Work instructions = From the data below, copy exactly the lines that lie between the one holding "the round lotos" and the one holding "Target: skier", including both, and nothing more.

Material to process =
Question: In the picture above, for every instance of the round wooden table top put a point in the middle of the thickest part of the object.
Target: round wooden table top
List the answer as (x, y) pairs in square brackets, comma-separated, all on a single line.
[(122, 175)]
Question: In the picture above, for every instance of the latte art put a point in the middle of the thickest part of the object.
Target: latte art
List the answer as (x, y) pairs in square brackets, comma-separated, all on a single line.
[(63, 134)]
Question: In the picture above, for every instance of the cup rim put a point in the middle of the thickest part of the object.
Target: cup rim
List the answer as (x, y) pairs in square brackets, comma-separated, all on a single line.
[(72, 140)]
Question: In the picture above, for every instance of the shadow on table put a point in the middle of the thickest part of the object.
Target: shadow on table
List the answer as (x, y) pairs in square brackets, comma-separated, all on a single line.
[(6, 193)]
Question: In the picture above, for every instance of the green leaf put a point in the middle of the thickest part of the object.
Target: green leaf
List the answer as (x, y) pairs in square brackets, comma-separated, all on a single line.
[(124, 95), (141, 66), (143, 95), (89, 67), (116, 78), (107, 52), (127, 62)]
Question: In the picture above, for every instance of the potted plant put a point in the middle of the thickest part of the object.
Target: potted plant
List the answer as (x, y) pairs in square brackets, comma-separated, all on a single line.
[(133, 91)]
---
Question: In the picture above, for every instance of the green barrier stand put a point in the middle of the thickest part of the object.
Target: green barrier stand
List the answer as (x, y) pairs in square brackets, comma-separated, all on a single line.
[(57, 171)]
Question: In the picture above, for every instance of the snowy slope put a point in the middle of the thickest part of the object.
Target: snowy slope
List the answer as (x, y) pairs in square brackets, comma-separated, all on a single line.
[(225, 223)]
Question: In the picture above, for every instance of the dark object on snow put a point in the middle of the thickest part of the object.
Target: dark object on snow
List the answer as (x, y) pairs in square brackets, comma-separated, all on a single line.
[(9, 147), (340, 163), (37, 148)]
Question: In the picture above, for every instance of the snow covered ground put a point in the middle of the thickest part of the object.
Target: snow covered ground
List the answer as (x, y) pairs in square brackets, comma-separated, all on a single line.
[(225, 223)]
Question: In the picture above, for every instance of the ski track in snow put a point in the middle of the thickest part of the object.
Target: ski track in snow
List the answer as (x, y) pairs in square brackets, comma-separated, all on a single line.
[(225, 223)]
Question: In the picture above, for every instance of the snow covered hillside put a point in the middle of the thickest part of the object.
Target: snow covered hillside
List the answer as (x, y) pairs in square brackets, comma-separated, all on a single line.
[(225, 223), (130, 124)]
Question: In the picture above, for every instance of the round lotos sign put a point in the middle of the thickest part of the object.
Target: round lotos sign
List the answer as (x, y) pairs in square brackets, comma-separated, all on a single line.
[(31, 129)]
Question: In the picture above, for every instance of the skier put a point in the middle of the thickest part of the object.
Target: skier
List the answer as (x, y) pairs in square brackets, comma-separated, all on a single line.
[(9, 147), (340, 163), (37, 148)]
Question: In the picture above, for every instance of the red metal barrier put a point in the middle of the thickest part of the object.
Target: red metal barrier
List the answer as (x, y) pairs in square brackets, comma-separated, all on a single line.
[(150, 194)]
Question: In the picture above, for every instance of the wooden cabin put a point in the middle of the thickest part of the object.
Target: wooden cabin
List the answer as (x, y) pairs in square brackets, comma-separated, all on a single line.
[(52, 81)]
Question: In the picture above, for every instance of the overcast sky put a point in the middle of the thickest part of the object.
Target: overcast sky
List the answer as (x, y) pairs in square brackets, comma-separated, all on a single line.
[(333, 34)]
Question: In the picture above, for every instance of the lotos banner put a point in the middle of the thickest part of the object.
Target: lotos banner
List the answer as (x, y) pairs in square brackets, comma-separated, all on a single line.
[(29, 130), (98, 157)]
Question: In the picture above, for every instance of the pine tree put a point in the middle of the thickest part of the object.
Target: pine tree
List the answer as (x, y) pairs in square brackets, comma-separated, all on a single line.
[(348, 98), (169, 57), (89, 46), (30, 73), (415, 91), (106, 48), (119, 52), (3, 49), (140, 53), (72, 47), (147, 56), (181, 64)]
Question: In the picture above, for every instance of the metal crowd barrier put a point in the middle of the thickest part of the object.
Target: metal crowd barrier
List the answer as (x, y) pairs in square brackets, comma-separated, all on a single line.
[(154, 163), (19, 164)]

Final answer =
Question: In the picture above, for every instance of the round lotos sign put a point in the middle of the thickest part of the object.
Target: round lotos sign
List the answer as (x, y) pairs in square brackets, comma-separated, all on a single line.
[(31, 129)]
Question: In the picture above, for every instance of the skier put a point in the middle of the thickest part of the object.
Target: skier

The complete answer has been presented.